PROBLEM DESCRIPTION: Identify every line below that contains the word "shrub", and copy each of those lines.

(Named object pointing entries)
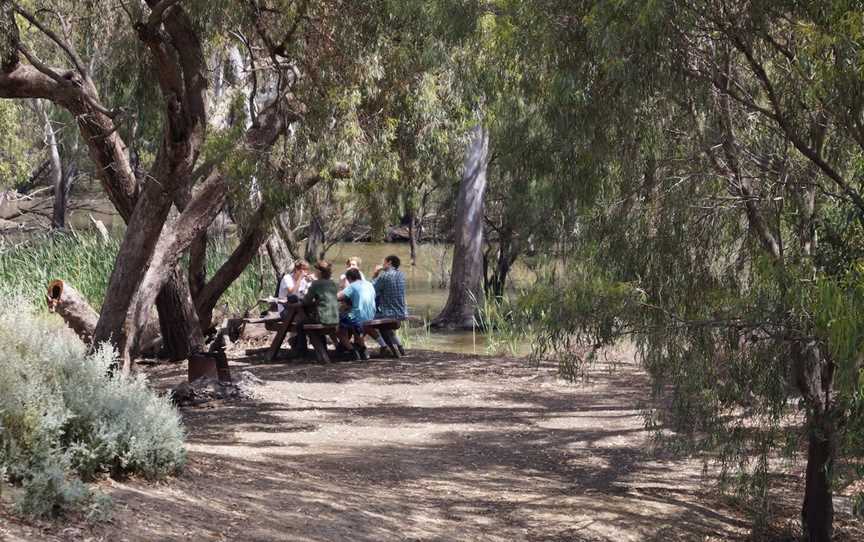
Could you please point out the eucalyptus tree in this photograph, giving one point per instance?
(714, 139)
(306, 63)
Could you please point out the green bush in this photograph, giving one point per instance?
(64, 420)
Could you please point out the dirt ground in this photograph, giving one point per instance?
(430, 447)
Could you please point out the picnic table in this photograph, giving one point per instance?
(317, 333)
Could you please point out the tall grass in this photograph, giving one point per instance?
(506, 323)
(86, 260)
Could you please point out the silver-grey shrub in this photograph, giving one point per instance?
(64, 419)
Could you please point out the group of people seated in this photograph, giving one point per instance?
(313, 297)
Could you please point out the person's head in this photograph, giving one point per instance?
(353, 275)
(324, 270)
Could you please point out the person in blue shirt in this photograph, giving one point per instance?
(361, 295)
(389, 283)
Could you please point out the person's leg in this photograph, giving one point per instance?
(360, 343)
(347, 328)
(379, 338)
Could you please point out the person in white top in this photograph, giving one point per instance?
(352, 263)
(293, 285)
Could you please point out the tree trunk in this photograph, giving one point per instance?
(278, 253)
(505, 258)
(71, 305)
(178, 321)
(198, 264)
(814, 374)
(58, 216)
(466, 280)
(255, 235)
(412, 237)
(817, 512)
(315, 239)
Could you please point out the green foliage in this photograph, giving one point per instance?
(85, 260)
(17, 153)
(64, 420)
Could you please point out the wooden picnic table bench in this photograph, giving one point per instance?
(317, 333)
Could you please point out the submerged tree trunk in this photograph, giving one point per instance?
(466, 280)
(505, 257)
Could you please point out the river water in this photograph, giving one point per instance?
(426, 289)
(426, 281)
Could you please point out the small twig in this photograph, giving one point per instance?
(315, 400)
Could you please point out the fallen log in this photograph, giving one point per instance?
(73, 308)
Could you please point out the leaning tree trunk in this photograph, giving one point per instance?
(466, 280)
(73, 308)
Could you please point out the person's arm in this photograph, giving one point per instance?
(296, 279)
(343, 294)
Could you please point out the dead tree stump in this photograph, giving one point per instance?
(73, 308)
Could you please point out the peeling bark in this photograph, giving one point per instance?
(466, 280)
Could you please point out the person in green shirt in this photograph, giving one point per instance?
(319, 306)
(320, 303)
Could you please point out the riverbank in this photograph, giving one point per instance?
(430, 447)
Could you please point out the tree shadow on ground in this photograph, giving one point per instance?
(475, 449)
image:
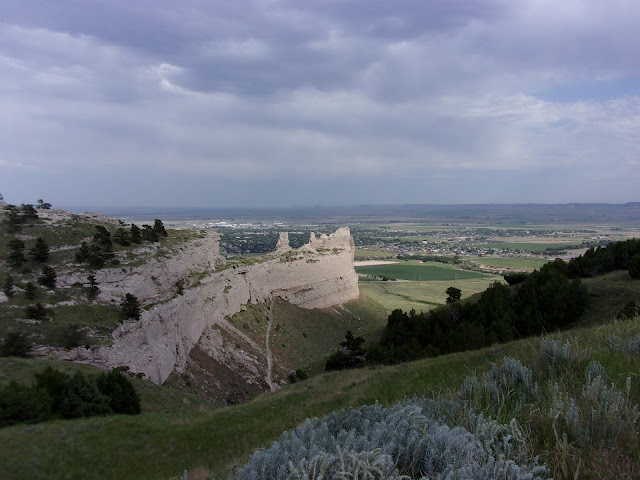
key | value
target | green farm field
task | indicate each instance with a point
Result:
(531, 246)
(421, 296)
(417, 271)
(524, 263)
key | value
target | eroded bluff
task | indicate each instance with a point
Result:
(320, 274)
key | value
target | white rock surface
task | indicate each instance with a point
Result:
(318, 275)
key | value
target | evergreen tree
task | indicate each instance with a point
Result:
(37, 311)
(28, 212)
(7, 287)
(158, 227)
(130, 307)
(93, 287)
(16, 253)
(454, 295)
(43, 205)
(136, 235)
(83, 399)
(14, 345)
(83, 253)
(122, 237)
(40, 251)
(12, 218)
(102, 236)
(48, 277)
(149, 234)
(30, 291)
(634, 266)
(56, 384)
(120, 391)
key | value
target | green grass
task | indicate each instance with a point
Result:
(161, 443)
(364, 254)
(420, 296)
(523, 263)
(417, 271)
(531, 246)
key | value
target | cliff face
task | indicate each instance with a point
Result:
(318, 275)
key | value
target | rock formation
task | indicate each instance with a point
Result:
(319, 274)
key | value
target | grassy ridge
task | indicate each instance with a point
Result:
(191, 435)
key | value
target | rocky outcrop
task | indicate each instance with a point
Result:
(319, 274)
(283, 244)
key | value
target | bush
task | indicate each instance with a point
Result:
(120, 391)
(73, 336)
(130, 307)
(83, 399)
(15, 345)
(411, 438)
(634, 266)
(56, 384)
(23, 404)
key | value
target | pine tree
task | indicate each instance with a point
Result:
(130, 307)
(48, 277)
(158, 227)
(136, 236)
(40, 251)
(7, 287)
(149, 234)
(93, 287)
(16, 255)
(30, 291)
(122, 237)
(28, 212)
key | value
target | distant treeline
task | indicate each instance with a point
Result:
(548, 299)
(615, 256)
(545, 301)
(432, 258)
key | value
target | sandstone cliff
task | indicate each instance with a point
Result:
(318, 275)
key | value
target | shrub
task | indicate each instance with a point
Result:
(634, 266)
(411, 438)
(630, 310)
(120, 391)
(23, 404)
(40, 251)
(73, 336)
(48, 277)
(15, 345)
(83, 399)
(36, 312)
(502, 392)
(130, 307)
(56, 384)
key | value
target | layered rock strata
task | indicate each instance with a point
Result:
(319, 274)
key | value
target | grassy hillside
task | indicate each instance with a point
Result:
(68, 305)
(177, 432)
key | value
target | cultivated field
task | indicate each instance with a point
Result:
(418, 271)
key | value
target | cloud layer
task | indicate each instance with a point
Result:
(273, 102)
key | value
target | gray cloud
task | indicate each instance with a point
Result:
(324, 95)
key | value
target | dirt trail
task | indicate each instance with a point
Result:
(272, 386)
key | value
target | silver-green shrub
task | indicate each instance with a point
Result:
(556, 358)
(409, 440)
(502, 392)
(598, 416)
(631, 346)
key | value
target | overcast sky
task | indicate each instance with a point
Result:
(304, 102)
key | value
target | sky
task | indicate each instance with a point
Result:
(209, 103)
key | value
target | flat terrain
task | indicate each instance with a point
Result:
(418, 271)
(421, 296)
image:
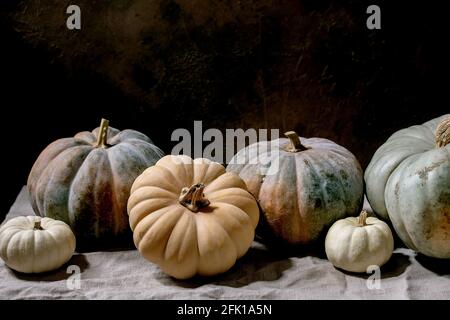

COMPLETE OUTPUT:
Could you please point out the silver-grey shrub in this photograph, giving one point per instance?
target | shrub
target | silver-green shrub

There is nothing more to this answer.